_TO DO_
Transcribe only the stretch of lines that opens with the line containing "Task: set one pin on each instance of the blue" and closes with the last line of the listing, skipping pictures.

+ + +

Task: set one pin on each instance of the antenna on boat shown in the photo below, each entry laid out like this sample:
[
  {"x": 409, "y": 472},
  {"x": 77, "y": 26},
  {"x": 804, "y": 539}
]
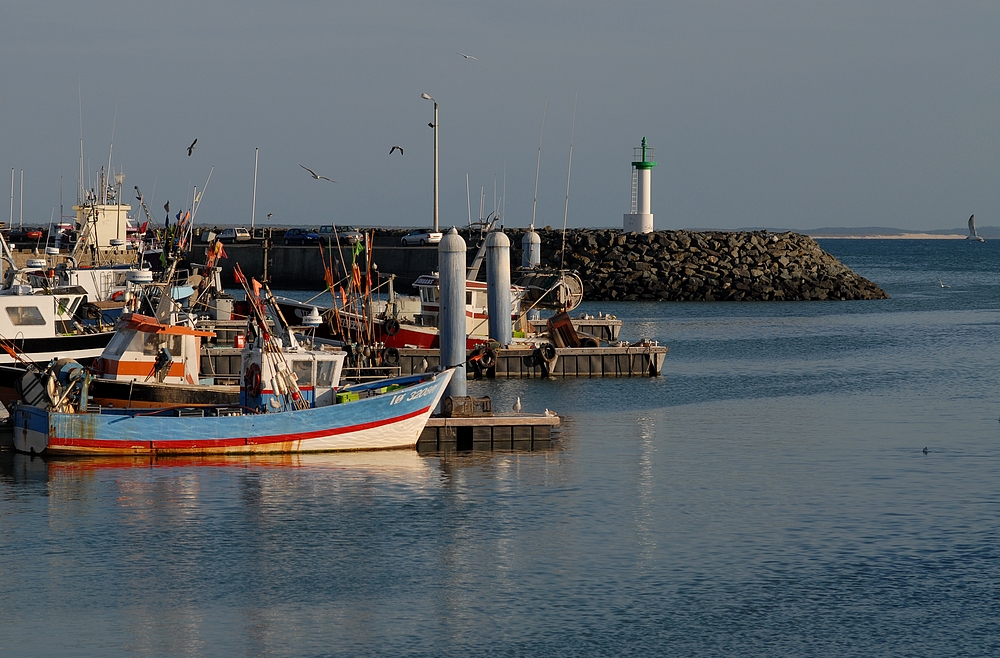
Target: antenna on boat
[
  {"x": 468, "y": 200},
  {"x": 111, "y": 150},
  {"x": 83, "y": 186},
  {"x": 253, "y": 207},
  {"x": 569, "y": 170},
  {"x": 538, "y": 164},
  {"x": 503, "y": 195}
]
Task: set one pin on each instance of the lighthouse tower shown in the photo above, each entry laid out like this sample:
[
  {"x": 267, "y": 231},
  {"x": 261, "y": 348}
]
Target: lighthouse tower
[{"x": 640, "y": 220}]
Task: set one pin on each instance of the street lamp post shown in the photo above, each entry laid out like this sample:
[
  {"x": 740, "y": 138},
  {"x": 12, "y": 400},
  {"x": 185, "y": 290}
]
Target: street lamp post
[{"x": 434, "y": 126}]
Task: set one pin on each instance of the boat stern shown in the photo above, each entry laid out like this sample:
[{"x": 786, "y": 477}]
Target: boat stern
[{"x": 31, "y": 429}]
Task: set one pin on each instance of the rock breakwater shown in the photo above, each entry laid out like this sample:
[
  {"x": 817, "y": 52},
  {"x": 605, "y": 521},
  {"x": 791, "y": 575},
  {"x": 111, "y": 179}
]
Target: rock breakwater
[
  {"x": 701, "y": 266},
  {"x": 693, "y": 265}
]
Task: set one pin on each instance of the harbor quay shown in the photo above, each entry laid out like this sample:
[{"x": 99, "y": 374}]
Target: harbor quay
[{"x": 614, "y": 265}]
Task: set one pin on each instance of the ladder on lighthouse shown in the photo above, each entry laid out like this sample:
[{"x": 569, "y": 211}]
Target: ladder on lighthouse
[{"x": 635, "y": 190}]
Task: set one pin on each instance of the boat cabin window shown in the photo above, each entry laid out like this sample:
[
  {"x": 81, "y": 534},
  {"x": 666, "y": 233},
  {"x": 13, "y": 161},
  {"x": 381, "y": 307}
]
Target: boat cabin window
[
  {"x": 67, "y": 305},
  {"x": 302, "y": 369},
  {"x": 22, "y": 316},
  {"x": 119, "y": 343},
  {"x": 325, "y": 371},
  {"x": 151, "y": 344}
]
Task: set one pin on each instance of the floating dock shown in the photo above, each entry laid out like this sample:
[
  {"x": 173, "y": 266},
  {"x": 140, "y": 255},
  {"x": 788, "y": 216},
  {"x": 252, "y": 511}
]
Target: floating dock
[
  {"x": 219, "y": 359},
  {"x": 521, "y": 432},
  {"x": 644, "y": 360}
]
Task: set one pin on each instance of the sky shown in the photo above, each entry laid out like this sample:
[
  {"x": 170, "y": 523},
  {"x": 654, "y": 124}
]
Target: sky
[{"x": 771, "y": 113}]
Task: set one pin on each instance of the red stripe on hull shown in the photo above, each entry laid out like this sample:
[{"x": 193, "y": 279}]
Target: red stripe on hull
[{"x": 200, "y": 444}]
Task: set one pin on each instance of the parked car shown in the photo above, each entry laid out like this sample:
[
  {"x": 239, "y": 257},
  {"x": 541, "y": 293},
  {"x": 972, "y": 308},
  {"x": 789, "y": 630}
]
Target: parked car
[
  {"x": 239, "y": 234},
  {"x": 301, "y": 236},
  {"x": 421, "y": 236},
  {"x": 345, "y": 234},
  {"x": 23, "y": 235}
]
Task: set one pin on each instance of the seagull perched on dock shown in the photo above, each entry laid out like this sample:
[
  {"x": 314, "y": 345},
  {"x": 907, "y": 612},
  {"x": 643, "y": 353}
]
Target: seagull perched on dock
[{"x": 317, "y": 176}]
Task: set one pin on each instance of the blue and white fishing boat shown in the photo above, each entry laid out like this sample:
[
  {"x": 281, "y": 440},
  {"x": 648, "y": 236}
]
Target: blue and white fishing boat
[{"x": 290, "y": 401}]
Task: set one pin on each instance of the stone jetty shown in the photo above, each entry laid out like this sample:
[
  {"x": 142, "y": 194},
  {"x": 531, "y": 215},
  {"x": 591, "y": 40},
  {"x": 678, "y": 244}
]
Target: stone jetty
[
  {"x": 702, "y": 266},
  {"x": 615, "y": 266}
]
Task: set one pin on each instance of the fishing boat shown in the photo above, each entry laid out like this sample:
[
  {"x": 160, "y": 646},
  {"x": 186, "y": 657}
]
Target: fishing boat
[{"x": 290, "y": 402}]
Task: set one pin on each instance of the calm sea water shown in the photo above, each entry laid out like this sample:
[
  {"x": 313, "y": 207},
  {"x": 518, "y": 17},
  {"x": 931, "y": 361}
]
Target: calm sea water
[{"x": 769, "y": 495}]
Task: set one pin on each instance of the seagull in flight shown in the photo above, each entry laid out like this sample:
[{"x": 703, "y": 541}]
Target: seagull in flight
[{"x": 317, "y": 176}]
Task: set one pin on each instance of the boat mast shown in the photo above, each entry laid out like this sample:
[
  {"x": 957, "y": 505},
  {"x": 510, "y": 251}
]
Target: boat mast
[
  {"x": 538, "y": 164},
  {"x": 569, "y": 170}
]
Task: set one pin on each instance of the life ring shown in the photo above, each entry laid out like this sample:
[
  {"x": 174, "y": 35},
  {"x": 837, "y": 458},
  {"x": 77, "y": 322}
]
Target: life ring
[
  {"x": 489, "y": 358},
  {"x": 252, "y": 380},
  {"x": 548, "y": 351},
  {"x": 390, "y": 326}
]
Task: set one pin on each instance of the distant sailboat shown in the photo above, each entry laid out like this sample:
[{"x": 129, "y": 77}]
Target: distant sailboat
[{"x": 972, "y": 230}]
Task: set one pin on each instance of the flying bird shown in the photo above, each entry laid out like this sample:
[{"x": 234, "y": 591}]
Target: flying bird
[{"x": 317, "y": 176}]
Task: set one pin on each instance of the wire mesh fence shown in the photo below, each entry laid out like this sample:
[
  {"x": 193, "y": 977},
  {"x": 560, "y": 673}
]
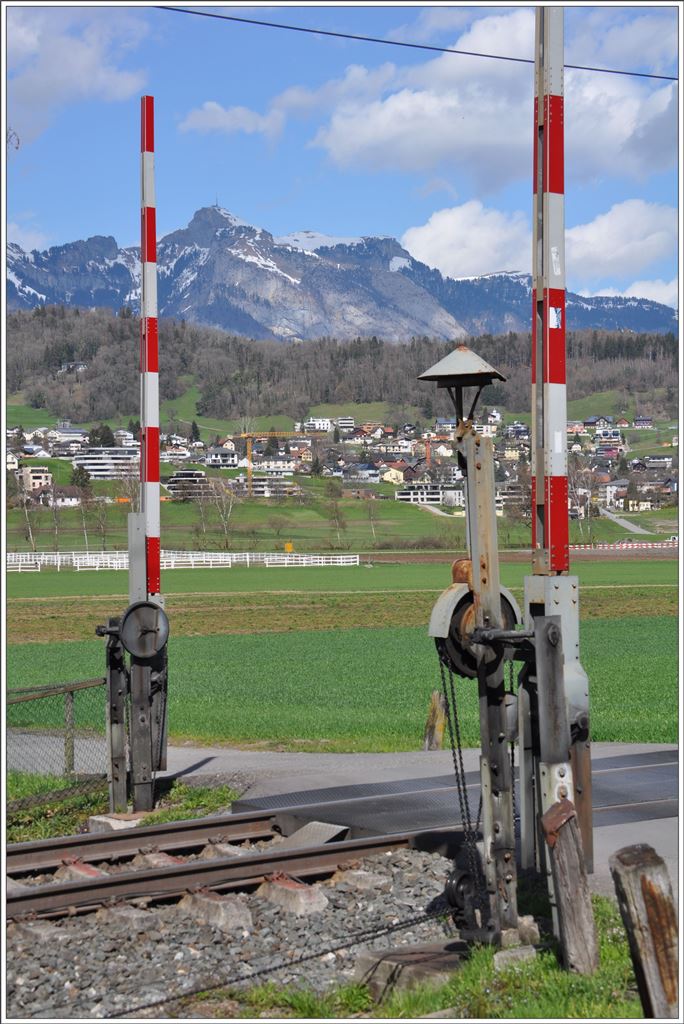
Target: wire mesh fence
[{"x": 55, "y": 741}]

+ + +

_ANSWER FOR THE TASK_
Task: set one pin on each instance of the blue and white fishing boat shown in the photo above, each entry laid out like this sample:
[
  {"x": 281, "y": 440},
  {"x": 648, "y": 236}
]
Target: blue and white fishing boat
[{"x": 290, "y": 401}]
Task: set one pin on each instance of the stone jetty shown in the photo above, each entry laid out like this sample:
[
  {"x": 142, "y": 194},
  {"x": 531, "y": 215},
  {"x": 591, "y": 40},
  {"x": 678, "y": 244}
]
Target: stone jetty
[
  {"x": 702, "y": 266},
  {"x": 615, "y": 266}
]
Task: set one pin on each instance of the fishing boat shown in the photo above, each entry laid out like this sample:
[
  {"x": 160, "y": 646},
  {"x": 186, "y": 657}
]
Target: fishing boat
[{"x": 290, "y": 402}]
Task: set one pin on each instance of the calm sea water shown in the photo above, each entry laid out like this sample:
[
  {"x": 313, "y": 207},
  {"x": 518, "y": 17},
  {"x": 931, "y": 361}
]
Target: calm sea water
[{"x": 769, "y": 495}]
Task: set one pin on each instance of the seagull in flight shown in the photo above, each entry laid out like this sample:
[{"x": 703, "y": 541}]
Target: seagull in flight
[{"x": 317, "y": 176}]
Task: set one pin on each instance of the boat mast shown in the photo above, each entry laid out like this sample:
[
  {"x": 957, "y": 505},
  {"x": 510, "y": 251}
]
Target: boat mast
[
  {"x": 538, "y": 164},
  {"x": 569, "y": 170}
]
Task: set one pin on each instance of the life ring shown in the photo above, each entry laid out like this sample:
[
  {"x": 174, "y": 35},
  {"x": 837, "y": 458},
  {"x": 77, "y": 322}
]
Target: life ring
[
  {"x": 489, "y": 358},
  {"x": 252, "y": 380},
  {"x": 548, "y": 351},
  {"x": 390, "y": 326}
]
Task: set one pin on each instance of the distant sailboat shown in the photo above, each entry laid out like this sample:
[{"x": 129, "y": 77}]
Target: distant sailboat
[{"x": 972, "y": 230}]
Task: set one pin on each instance of the flying bird shown in the photo above, each entry laid out like this sample:
[{"x": 234, "y": 591}]
Target: flying bird
[{"x": 317, "y": 176}]
Task: set one pin on each instance of the wire mesh fence shown in the photo below, each entry laid out like this sample:
[
  {"x": 193, "y": 977},
  {"x": 560, "y": 673}
]
Target: wire mesh fence
[{"x": 55, "y": 741}]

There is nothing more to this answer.